PROMPT: What is needed is an exact copy of the records below, without the pictures.

Point localization data:
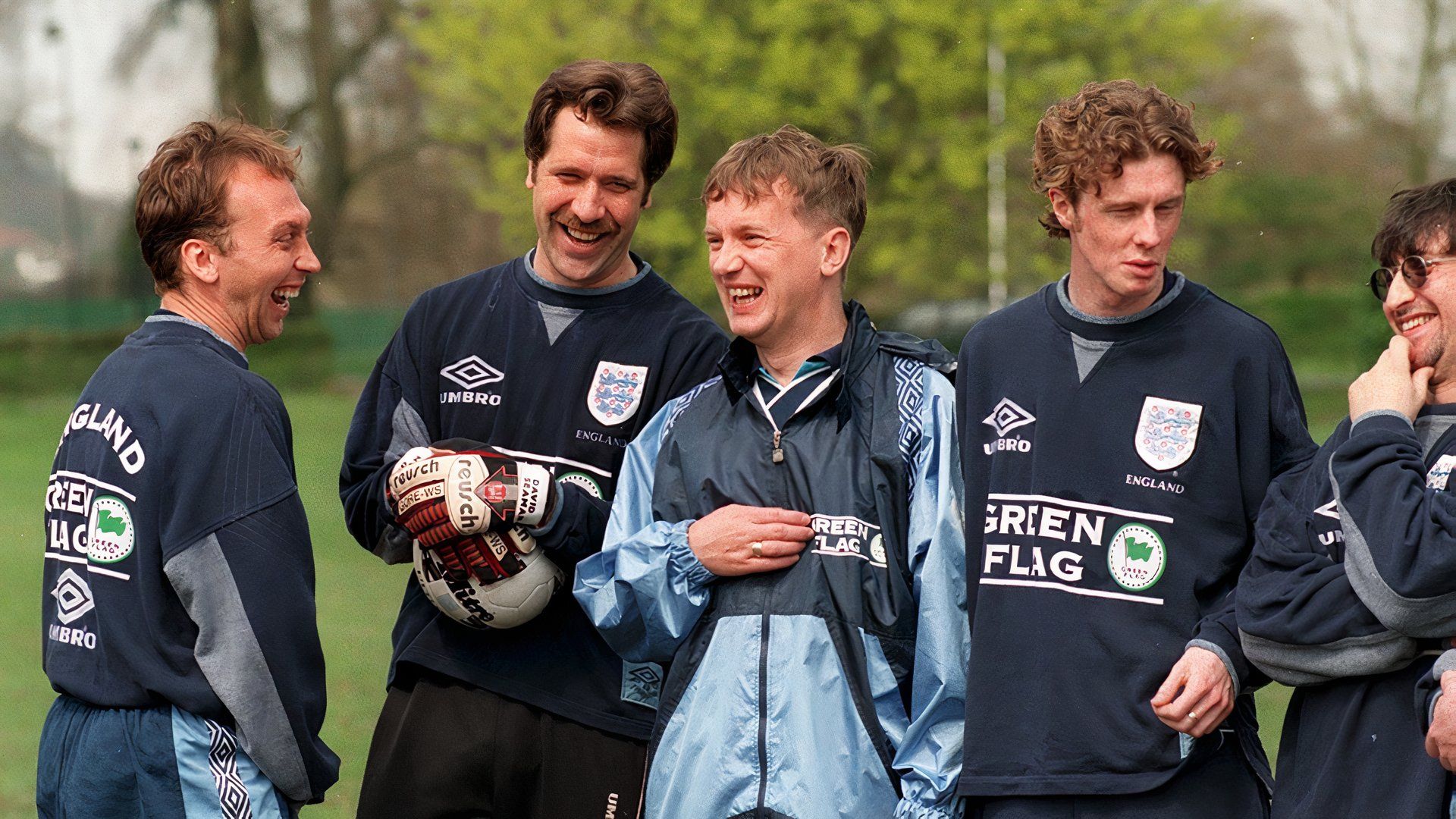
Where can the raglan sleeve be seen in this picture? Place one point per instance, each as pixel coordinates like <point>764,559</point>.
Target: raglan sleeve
<point>1273,439</point>
<point>929,757</point>
<point>645,589</point>
<point>580,522</point>
<point>386,423</point>
<point>1400,534</point>
<point>1299,618</point>
<point>237,554</point>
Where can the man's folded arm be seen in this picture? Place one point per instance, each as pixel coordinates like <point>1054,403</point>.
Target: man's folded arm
<point>1400,535</point>
<point>1299,618</point>
<point>645,589</point>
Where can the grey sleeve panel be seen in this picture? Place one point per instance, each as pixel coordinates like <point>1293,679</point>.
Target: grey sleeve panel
<point>1312,665</point>
<point>235,667</point>
<point>1373,413</point>
<point>395,545</point>
<point>1445,664</point>
<point>1414,617</point>
<point>1228,664</point>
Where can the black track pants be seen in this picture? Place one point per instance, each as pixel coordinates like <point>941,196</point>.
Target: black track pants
<point>447,749</point>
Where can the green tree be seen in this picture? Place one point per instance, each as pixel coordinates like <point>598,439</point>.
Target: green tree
<point>906,79</point>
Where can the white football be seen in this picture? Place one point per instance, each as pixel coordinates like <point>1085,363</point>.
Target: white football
<point>504,604</point>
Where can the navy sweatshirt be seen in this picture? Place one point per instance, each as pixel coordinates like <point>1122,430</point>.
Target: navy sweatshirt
<point>1112,472</point>
<point>178,566</point>
<point>561,378</point>
<point>1341,601</point>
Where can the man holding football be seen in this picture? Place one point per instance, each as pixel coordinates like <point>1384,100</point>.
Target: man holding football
<point>487,447</point>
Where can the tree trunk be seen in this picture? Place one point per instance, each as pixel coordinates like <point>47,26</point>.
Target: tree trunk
<point>242,85</point>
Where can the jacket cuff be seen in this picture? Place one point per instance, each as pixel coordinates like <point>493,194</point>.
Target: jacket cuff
<point>1382,419</point>
<point>1228,664</point>
<point>685,560</point>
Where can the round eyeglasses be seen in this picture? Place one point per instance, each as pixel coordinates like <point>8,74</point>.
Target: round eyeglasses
<point>1414,270</point>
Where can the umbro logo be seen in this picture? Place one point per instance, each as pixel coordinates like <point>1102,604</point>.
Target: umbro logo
<point>1006,416</point>
<point>73,596</point>
<point>472,372</point>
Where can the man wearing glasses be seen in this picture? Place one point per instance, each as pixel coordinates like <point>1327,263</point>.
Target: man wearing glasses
<point>1350,594</point>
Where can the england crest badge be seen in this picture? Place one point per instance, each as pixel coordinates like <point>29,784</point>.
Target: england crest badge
<point>1166,431</point>
<point>617,392</point>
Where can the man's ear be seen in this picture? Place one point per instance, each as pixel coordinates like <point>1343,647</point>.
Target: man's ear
<point>197,260</point>
<point>1063,209</point>
<point>836,251</point>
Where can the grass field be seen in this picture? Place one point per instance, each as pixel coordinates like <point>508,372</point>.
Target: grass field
<point>359,596</point>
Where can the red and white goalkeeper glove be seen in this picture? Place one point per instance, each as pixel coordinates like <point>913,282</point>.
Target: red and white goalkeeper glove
<point>440,494</point>
<point>490,557</point>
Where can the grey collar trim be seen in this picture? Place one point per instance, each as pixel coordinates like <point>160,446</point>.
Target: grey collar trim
<point>530,268</point>
<point>1163,302</point>
<point>200,325</point>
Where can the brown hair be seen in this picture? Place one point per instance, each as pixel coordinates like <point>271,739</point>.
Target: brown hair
<point>829,180</point>
<point>1416,218</point>
<point>182,191</point>
<point>615,95</point>
<point>1085,139</point>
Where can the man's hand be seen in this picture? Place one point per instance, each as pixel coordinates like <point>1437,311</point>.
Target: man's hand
<point>724,539</point>
<point>440,494</point>
<point>1440,741</point>
<point>1391,384</point>
<point>1206,698</point>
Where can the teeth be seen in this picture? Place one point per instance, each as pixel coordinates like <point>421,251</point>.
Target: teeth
<point>580,235</point>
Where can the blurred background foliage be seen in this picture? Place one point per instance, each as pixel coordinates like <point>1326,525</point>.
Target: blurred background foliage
<point>410,118</point>
<point>410,115</point>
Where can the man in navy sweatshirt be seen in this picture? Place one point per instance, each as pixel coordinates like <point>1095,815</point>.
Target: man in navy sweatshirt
<point>557,360</point>
<point>1119,431</point>
<point>178,602</point>
<point>1350,594</point>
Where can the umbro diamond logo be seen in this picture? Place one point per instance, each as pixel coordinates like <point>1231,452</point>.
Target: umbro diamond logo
<point>1006,416</point>
<point>472,372</point>
<point>73,596</point>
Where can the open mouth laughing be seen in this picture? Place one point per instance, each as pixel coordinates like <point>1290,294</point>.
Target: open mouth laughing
<point>283,297</point>
<point>582,237</point>
<point>745,297</point>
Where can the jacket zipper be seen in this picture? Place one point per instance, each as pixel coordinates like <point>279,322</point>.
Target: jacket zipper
<point>764,713</point>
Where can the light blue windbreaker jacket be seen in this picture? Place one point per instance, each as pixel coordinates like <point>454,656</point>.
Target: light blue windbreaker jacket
<point>832,689</point>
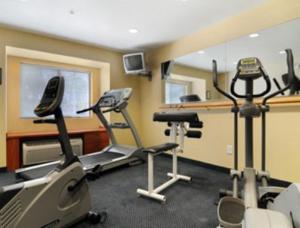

SOLUTION TO THE EXERCISE:
Where can the raglan sleeve be seen in this picture? Place one point per instance, each as pixel coordinates like <point>764,559</point>.
Target: raglan sleeve
<point>1273,439</point>
<point>929,757</point>
<point>645,589</point>
<point>580,522</point>
<point>386,423</point>
<point>1400,534</point>
<point>1299,618</point>
<point>237,554</point>
Where can the man's folded arm be seen in this picture? Place one point per instance, each as pixel coordinates like <point>1054,403</point>.
Target: man's folded arm
<point>1400,535</point>
<point>1299,618</point>
<point>645,589</point>
Where can the grey sleeve panel be seen in this picture? Place one point per instance, each as pixel coordinates like <point>1293,679</point>.
Target: grey sleeve panel
<point>1312,665</point>
<point>235,667</point>
<point>1373,413</point>
<point>395,545</point>
<point>1445,664</point>
<point>1414,617</point>
<point>1228,664</point>
Where can the black track pants be seen in this picture? Place one point per instance, each as pixel coordinates like <point>941,196</point>.
Target: black track pants
<point>447,749</point>
Where can the green tree be seen in this picture? Place one point per instance, each as pixel coordinates like <point>598,439</point>.
Target: green tree
<point>906,79</point>
Where can the white football be seen in this picture? Place one point per instance, each as pixel coordinates like <point>1085,363</point>.
Target: white football
<point>504,604</point>
Where can the navy sweatshirt be seen in this picture? Place one point per instance, each as pixel coordinates like <point>1122,430</point>.
Target: navy sweatshirt
<point>1112,472</point>
<point>178,566</point>
<point>561,378</point>
<point>1341,601</point>
Where can the man holding football be seen in this picture? Place one point per instance, each as pixel coordinates like <point>1384,100</point>.
Target: man holding football
<point>487,447</point>
Where can the tree trunk be seen in this picture? Place one point per instance, each as pixel coordinates like <point>47,26</point>.
Target: tree trunk
<point>242,85</point>
Where can the jacket cuff be seen in this picture? Place one point per instance, each as pixel coordinates like <point>493,194</point>.
Target: jacket cuff
<point>1382,419</point>
<point>1228,664</point>
<point>685,560</point>
Where can the round eyeglasses be seen in this picture? Place one point per instance, each as pixel coordinates like <point>8,74</point>.
Target: round eyeglasses
<point>1414,270</point>
Where can the umbro logo be seen in this picture? Place one point per instance, each as pixel coordinates like <point>1102,604</point>.
Target: umbro logo
<point>1006,416</point>
<point>73,596</point>
<point>472,372</point>
Where can the man wearing glasses be seen in this picture? Place one point per instance, each as pixel coordinates like <point>1327,263</point>.
Target: man wearing glasses
<point>1350,594</point>
Where can the england crest badge be seen in this picture? Place one point per instance, each as pixel coordinates like <point>29,784</point>.
Target: england crest badge
<point>1166,431</point>
<point>617,392</point>
Where can the man's ear be seen in this picture? Place one point per instance, each as pixel coordinates like <point>1343,647</point>.
Target: man's ear
<point>197,260</point>
<point>1063,209</point>
<point>836,251</point>
Where can the grass field be seen in this picture? Place one point per instance, each as pixel coordinates like <point>508,372</point>.
Target: grass field
<point>359,596</point>
Where can the red and white goalkeeper glove be seen in this picture? Place one point per instance, each as pixel coordinates like <point>913,282</point>.
Target: red and white goalkeeper glove
<point>440,494</point>
<point>490,557</point>
Where can the grey collar trim be seen in this picture? Place one point per instance, each as pixel coordinates like <point>160,446</point>.
Target: grey collar trim
<point>530,268</point>
<point>1163,302</point>
<point>200,325</point>
Where can the brown hair be seen in this picture? Place one point per instance, each as pixel coordinates like <point>271,739</point>.
Target: brown hair
<point>829,180</point>
<point>1416,218</point>
<point>182,191</point>
<point>615,95</point>
<point>1085,139</point>
Where can the man's hand be seen in this picture? Place one point per instance, each as pixel coordinates like <point>1437,311</point>.
Target: man's hand
<point>724,539</point>
<point>440,494</point>
<point>1440,741</point>
<point>1391,384</point>
<point>1206,698</point>
Where can the teeth be seen in this picture? Place one point per instance, each as pixel coordinates like <point>421,251</point>.
Target: teeth
<point>580,235</point>
Where can the blurred background foliage be seen in this picture? Place one point per instance, each as pixel coordinates like <point>1326,525</point>.
Target: blurred background foliage
<point>410,118</point>
<point>410,115</point>
Where can the man in navy sweatshirt be seen in this picture? Place one point per instance, each as pixel coordinates like <point>1095,815</point>.
Target: man in navy sweatshirt
<point>557,360</point>
<point>1119,431</point>
<point>178,602</point>
<point>1350,594</point>
Where can the umbro diamond logo be seen in this picture? Place one point per instance, each as pixel coordinates like <point>1231,452</point>.
Target: umbro diamond logo
<point>1006,416</point>
<point>472,372</point>
<point>73,596</point>
Where can the open mouth laughing be seen in this picture? Place one point per instance, each as pixel coordinates like <point>1290,294</point>.
Target: open mouth laughing
<point>283,297</point>
<point>582,237</point>
<point>745,297</point>
Where can the jacket zipper be seen in this picture? Place one point per instance, each as pixel coordinates like <point>279,322</point>.
Target: jacket zipper
<point>764,713</point>
Where can the light blue windbreaker jacket be seen in this picture? Place one point per instance, each as pixel coordinates like <point>454,656</point>.
Target: light blue windbreaker jacket
<point>832,689</point>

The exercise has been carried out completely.